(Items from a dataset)
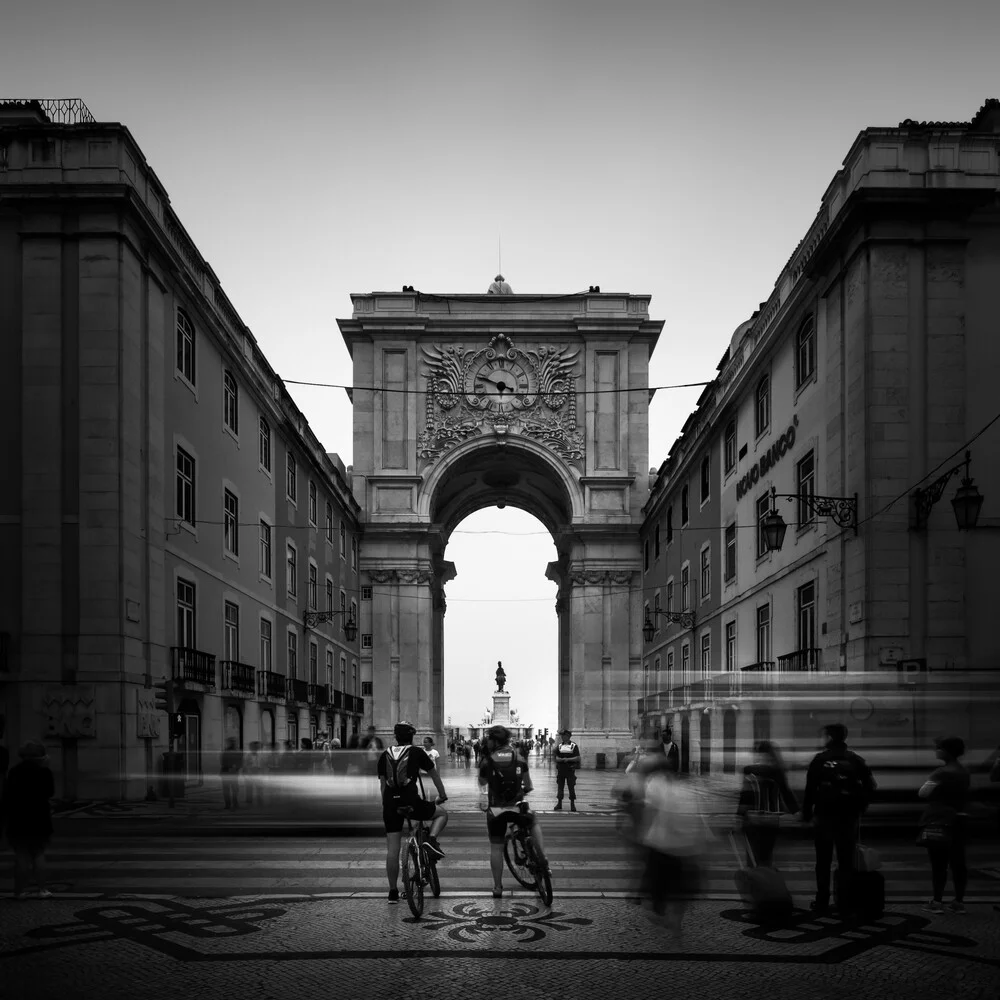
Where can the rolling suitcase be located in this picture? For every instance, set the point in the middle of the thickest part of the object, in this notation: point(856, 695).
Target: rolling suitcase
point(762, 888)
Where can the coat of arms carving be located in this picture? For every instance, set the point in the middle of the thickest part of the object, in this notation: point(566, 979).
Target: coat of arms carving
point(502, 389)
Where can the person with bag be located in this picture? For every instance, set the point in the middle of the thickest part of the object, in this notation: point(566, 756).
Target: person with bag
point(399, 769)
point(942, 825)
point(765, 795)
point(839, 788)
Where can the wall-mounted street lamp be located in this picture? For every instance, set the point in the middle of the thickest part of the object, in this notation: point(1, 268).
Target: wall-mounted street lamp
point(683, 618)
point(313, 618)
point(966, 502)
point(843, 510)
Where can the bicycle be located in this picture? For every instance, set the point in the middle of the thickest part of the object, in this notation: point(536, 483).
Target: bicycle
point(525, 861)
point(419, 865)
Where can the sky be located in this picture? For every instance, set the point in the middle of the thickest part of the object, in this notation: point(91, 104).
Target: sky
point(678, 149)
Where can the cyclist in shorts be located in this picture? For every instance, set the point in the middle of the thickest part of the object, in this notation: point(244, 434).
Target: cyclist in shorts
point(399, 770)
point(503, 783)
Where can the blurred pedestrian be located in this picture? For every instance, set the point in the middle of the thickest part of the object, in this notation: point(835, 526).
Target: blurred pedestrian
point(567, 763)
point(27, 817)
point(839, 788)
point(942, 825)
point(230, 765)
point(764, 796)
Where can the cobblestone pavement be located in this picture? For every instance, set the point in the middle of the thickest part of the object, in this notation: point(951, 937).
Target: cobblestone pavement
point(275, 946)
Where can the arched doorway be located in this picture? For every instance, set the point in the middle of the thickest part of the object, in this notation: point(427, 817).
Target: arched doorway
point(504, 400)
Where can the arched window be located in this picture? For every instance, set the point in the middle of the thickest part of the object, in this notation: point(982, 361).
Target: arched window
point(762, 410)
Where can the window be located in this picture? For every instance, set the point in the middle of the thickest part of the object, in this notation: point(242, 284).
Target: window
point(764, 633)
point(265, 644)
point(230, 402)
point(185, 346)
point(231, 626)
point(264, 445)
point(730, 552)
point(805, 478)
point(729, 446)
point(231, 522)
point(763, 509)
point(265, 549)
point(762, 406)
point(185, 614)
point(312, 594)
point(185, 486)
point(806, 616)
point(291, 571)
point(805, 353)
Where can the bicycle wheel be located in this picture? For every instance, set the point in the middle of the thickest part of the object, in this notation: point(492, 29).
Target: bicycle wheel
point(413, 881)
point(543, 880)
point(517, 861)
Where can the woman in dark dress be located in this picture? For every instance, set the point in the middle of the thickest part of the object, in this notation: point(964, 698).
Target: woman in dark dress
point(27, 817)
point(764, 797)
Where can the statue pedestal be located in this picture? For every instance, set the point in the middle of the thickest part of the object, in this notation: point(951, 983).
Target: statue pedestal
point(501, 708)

#### How to complete this task
Each line from the one containing "Target: bicycle wheel" through the last line of the entries is to be copied exactly, with no other lines added.

#### Problem solution
Target: bicycle wheel
point(413, 881)
point(543, 880)
point(517, 861)
Where can the woman in dark dress be located in this picture? For every instance, set the point in the middle of the thickest part of the object, in this notation: point(964, 698).
Target: woman in dark dress
point(27, 817)
point(764, 797)
Where can the statue pedestal be located in this picture? For every instance, set the point in the middle of the thickest part of the object, in this notation: point(951, 983).
Target: statue pedestal
point(501, 708)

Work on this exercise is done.